====== MATERIAL PROVIDED

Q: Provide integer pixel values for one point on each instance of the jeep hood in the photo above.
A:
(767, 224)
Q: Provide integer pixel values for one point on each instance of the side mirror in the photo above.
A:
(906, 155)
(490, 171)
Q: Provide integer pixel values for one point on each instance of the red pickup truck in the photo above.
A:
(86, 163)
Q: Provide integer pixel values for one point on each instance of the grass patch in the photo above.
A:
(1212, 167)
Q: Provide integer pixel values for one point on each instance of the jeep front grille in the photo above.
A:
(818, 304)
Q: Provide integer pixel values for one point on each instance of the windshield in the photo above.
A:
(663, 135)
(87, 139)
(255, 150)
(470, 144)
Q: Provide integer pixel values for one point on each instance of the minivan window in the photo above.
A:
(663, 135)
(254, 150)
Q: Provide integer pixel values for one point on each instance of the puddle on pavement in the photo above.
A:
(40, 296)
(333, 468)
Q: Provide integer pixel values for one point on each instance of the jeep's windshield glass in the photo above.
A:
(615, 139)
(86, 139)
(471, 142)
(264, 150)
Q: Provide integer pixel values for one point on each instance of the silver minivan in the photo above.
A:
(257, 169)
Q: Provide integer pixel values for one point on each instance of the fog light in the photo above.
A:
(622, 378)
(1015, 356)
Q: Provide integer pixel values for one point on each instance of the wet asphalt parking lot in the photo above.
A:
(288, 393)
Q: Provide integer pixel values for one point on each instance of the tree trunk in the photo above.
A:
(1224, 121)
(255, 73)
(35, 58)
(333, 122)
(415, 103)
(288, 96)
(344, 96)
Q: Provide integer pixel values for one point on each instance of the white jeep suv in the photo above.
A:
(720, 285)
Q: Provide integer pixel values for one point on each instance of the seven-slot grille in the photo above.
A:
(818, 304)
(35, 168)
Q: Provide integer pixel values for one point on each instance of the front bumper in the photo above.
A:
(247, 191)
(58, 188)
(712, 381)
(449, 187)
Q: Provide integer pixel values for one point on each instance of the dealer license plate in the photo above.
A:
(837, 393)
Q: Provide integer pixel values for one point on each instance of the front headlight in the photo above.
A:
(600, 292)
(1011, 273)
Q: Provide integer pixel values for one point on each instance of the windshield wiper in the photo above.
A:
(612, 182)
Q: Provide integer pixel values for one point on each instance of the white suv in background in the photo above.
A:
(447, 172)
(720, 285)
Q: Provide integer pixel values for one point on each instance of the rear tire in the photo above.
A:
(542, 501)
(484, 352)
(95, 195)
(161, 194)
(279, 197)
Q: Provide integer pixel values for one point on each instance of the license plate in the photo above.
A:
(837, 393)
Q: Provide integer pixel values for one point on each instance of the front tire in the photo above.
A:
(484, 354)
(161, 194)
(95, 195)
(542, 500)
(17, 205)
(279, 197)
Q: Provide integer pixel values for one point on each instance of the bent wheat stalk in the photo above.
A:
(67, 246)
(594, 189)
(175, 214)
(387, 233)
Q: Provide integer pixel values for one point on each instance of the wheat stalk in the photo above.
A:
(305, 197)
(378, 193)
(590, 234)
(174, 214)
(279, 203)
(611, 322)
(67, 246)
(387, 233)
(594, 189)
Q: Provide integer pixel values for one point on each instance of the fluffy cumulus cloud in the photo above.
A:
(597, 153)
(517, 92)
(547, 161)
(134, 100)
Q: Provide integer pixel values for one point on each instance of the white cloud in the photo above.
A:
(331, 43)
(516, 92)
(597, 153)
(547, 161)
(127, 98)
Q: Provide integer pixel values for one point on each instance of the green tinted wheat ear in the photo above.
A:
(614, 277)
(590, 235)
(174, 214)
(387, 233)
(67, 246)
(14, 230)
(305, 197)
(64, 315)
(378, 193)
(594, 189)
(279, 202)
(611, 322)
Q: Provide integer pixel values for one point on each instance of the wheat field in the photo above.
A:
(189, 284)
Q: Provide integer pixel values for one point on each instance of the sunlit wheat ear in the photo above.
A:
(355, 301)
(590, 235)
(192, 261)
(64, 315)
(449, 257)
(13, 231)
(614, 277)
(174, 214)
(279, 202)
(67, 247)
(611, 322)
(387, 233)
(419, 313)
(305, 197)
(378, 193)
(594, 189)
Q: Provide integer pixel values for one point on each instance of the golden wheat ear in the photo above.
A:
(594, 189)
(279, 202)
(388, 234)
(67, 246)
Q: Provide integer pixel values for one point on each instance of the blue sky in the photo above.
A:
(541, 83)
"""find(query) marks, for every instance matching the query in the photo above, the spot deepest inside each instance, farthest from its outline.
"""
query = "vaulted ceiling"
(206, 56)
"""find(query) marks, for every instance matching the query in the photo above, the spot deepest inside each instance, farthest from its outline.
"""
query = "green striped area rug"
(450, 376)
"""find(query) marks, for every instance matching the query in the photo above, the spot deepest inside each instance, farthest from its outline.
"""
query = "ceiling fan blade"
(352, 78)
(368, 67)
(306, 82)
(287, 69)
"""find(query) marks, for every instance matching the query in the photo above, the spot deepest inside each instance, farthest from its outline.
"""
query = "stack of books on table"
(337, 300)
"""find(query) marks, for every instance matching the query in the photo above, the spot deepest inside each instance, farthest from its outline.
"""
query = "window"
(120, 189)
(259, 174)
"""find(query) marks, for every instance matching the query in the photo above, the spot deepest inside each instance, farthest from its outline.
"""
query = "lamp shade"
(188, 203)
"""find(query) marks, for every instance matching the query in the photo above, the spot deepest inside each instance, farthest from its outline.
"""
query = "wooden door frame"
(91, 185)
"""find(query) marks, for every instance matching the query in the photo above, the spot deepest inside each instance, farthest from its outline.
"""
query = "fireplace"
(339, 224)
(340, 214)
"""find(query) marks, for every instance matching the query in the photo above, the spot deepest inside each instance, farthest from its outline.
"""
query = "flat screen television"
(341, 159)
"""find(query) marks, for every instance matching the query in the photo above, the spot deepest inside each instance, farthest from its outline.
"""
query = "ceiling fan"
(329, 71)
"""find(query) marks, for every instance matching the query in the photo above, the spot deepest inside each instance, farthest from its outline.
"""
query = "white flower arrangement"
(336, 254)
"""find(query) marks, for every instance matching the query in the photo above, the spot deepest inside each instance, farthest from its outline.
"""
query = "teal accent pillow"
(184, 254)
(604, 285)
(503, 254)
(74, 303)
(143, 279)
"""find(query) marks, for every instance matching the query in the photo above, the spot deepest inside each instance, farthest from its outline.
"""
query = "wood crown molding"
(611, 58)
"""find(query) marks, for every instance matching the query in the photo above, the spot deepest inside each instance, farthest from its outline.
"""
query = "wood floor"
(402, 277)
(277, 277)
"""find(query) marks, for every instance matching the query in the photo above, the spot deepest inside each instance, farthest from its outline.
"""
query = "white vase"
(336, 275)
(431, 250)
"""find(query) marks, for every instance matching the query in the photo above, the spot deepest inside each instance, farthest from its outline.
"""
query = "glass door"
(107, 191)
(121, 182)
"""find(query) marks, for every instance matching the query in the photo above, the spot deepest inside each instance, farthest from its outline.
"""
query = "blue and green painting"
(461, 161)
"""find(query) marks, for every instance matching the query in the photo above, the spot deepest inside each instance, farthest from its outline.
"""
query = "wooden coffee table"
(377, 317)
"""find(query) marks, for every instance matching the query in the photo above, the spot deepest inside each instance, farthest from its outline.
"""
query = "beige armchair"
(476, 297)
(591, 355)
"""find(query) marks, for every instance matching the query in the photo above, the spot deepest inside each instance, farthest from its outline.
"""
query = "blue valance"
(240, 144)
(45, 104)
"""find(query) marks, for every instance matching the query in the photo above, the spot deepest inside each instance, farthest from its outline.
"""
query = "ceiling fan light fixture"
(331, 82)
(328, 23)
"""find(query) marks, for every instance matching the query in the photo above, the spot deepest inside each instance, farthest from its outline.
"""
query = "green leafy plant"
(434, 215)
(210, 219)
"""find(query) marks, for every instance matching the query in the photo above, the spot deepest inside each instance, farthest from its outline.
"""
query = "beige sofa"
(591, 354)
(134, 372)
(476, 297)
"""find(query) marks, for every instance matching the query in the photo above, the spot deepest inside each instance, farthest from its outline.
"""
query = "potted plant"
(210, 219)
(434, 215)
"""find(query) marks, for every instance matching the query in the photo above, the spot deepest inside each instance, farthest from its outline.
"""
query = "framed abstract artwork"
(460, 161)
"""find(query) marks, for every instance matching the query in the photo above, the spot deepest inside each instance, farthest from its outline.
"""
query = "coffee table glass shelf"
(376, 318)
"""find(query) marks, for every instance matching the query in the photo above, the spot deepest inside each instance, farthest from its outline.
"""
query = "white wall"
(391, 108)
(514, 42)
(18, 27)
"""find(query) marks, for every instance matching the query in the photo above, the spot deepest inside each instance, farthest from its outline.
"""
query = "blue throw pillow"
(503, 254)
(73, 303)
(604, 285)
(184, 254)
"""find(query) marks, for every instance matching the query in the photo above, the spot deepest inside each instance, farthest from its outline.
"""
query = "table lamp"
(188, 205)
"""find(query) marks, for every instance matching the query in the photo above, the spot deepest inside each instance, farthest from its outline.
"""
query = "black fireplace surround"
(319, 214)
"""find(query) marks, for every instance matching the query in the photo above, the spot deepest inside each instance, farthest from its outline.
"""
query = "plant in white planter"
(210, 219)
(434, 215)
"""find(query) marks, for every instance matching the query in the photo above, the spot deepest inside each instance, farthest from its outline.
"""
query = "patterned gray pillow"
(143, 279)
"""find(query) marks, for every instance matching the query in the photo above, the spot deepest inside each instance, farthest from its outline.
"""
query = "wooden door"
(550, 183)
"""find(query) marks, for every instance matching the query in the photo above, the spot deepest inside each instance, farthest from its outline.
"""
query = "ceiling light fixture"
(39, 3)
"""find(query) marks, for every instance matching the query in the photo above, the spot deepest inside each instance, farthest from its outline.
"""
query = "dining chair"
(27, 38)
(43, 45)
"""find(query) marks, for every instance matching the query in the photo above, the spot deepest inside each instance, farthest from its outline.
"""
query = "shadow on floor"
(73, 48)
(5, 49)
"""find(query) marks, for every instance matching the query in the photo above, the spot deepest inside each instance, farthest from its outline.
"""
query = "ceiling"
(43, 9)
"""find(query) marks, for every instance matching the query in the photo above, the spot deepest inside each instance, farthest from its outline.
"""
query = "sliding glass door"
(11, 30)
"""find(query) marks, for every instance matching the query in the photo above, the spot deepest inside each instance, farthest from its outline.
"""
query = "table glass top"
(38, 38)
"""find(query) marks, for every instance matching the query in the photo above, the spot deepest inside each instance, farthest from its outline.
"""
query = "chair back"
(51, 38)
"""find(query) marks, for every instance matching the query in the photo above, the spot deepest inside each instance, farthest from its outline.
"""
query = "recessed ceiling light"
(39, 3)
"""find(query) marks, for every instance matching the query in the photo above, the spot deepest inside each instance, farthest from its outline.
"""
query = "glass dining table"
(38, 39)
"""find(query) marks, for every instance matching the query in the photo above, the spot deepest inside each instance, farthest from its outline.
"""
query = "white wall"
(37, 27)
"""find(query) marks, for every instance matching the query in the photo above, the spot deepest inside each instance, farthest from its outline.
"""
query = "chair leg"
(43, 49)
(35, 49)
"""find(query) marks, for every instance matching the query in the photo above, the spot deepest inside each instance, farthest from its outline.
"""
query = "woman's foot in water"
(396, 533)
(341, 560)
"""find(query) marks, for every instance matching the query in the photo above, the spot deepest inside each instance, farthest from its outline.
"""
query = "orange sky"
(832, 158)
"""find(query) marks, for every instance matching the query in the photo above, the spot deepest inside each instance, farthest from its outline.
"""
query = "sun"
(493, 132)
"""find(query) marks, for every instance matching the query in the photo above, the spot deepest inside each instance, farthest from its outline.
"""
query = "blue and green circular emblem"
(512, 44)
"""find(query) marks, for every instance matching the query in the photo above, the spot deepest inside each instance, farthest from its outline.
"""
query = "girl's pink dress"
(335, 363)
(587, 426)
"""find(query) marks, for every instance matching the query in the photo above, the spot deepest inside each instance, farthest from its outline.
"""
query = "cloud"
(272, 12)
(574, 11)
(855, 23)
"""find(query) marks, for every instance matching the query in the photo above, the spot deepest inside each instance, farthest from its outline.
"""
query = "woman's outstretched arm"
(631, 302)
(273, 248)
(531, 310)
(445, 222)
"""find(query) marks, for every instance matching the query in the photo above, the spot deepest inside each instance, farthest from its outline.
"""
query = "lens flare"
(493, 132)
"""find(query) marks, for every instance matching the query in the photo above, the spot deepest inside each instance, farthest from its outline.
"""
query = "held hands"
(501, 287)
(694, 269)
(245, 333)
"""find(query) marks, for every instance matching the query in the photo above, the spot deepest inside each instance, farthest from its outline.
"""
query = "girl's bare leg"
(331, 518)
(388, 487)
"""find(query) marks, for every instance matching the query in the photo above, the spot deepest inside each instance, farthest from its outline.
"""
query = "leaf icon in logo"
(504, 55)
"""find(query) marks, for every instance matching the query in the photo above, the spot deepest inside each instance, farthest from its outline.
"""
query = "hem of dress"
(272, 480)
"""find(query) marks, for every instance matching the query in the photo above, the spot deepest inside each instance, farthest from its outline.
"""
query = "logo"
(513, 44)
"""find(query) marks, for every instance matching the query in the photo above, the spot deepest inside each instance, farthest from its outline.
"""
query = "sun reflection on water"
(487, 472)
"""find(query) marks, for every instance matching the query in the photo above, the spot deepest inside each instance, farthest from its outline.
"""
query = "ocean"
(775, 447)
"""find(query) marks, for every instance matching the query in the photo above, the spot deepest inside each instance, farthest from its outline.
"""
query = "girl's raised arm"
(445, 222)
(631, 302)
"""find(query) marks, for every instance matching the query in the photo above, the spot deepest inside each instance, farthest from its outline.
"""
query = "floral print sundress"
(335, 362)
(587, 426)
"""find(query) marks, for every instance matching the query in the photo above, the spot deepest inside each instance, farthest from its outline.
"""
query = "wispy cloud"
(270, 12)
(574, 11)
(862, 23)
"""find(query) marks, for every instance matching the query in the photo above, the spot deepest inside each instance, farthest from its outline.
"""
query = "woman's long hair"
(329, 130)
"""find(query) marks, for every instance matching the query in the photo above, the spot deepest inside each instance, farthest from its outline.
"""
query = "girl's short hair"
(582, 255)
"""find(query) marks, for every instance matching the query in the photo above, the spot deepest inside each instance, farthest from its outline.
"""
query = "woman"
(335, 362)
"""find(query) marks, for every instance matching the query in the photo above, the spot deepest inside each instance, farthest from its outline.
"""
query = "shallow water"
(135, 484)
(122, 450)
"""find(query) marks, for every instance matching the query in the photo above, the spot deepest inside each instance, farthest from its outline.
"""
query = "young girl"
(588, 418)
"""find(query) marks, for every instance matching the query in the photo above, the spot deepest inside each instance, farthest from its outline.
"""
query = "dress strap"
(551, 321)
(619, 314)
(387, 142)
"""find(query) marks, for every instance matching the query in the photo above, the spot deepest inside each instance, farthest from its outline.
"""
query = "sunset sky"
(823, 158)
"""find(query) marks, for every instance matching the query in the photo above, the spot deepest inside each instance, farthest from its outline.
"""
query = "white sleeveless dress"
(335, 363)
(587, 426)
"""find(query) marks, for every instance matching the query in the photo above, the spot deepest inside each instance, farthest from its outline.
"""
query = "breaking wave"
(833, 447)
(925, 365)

============

## WHAT TO DO
Report every line above that contains the string "white", copying each such line in full. Matching is case-sensitive.

## RESULT OF THE TASK
Q: Provide integer pixel values for one point on each instance of the white jeep suv in the photo above.
Q: Provide integer pixel values for one point on each instance of the white suv in background in the photo above.
Q: Provide integer pixel values for one point on each instance of the white cloud in the photo above.
query = "white flower arrangement"
query = "white vase"
query = "white wall"
query = "plant in white planter"
query = "white wall"
query = "white sleeveless dress"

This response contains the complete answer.